> **EXCERPT TO READ**
___

Author, user, intermediary – in search of the balance
Miłada Jędrysik

The tension between rights and privileges of authors, intermediaries and users of cultural works is an integral part of the copyright law since its inception. The proliferation of the Internet has strengthened this tension, the shape of relationships built by this law and their impact on social life being thus worth discussing.

In 1827 Alessandro Manzoni, a renowned Italian writer, published the work that for the Italian culture is of similar importance as for the Poles the epic poem Pan Tadeusz written around the same time. This novel The Betrothed, a love story with a social fresco in the background, became the manifesto of “Italian spirit” so desired during the formation of modern unified state formerly split into kingdoms, principalities and republics of the Apennine Peninsula. A particularly important role in this process played the formation of the literary Italian language (in a world in which every major city used its own dialect). Manzoni, thanks to the popularity of his work, was given the role of a codifier of this language. But first he had to, as he put it, “wash his vocabulary on the banks of the Arno”, i.e. learn the Florentine dialect , the language of Dante and Petrarch , regarded as the most classic . In the years 1840-1842 he published the final version of The Betrothed, devoid of Lombardian accretions (Manzoni came from Milano).

However, three years later, the famous Italian publisher of French origin Felice Le Monnier issued the previous, non-canonical version of The Betrothed without asking Manzoni’s opinion. There began a famous, 18 years’ process for copyright. Manzoni finally won it.

So open violation of the will of the author, who was aware of the cultural and political significance of his or her work, draws our attention to the semantics of the Polish and most European term “authorship law”. This term denotes the rights vested in the author, providing him or her with an income from work and the right to decide on its content. This is in Polish – in English we have “the copyright”, i.e. the right to copy other people’s work. And indeed, the British Statute of Anne of 1710, considered the first modern copyright law, because it gave the authors the right to print and reprint their work, in practice protected the interests of the cartel of London’s largest booksellers, who had already purchased the property rights of authors.

And so, from that time, it will be with the more and more complicated matter of copyright law - the tension between rights and privileges of authors, intermediaries and users will be its integral, perhaps the most important, element for the next 300 years.

Anyone acquainted a little with the Anglo-Saxon culture knows “Happy Birthday To You”, and everyone who learned English at school would sing this popular song in classroom. After all, it is one of the most recognizable pieces of music in English. Hardly anyone knows that for the public performance of “Happy Birthday To You” royalties are due. And they are due to Warner/Chapell Music, one of the branches of the largest American record company Warner Music Group.

The melody, which was composed by two American teachers, sisters Mildred and Patty Hill, was announced in print in 1893 (though with other lyrics). But it was only in 1935, when one of the record companies, which then took over Warner, reported it to the registry. At that time in the United States the copyright law was not acquired automatically the moment the work came into being, but you had to report your credit to the authorities, as in the case of patent mechanism. Well, today Warner claims that their rights to “Happy Birthday” will have expired by 2030. This assertion may be rebutted in court, because the company has been sued for it, and a lot of experts believe that the rights expired a long time ago.

___

> **DATA SECTION**
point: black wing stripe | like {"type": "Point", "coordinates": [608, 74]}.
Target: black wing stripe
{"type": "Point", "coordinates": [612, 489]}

___

> **WORK TO BE COMPLETED**
Rewrite the stretch from "So open violation" through "rights of authors." of the copyright text, substituting "printers" for "booksellers". The listing plays no part in any of this.

> **OUTPUT OF THE EXERCISE**
So open violation of the will of the author, who was aware of the cultural and political significance of his or her work, draws our attention to the semantics of the Polish and most European term “authorship law”. This term denotes the rights vested in the author, providing him or her with an income from work and the right to decide on its content. This is in Polish – in English we have “the copyright”, i.e. the right to copy other people’s work. And indeed, the British Statute of Anne of 1710, considered the first modern copyright law, because it gave the authors the right to print and reprint their work, in practice protected the interests of the cartel of London’s largest printers, who had already purchased the property rights of authors.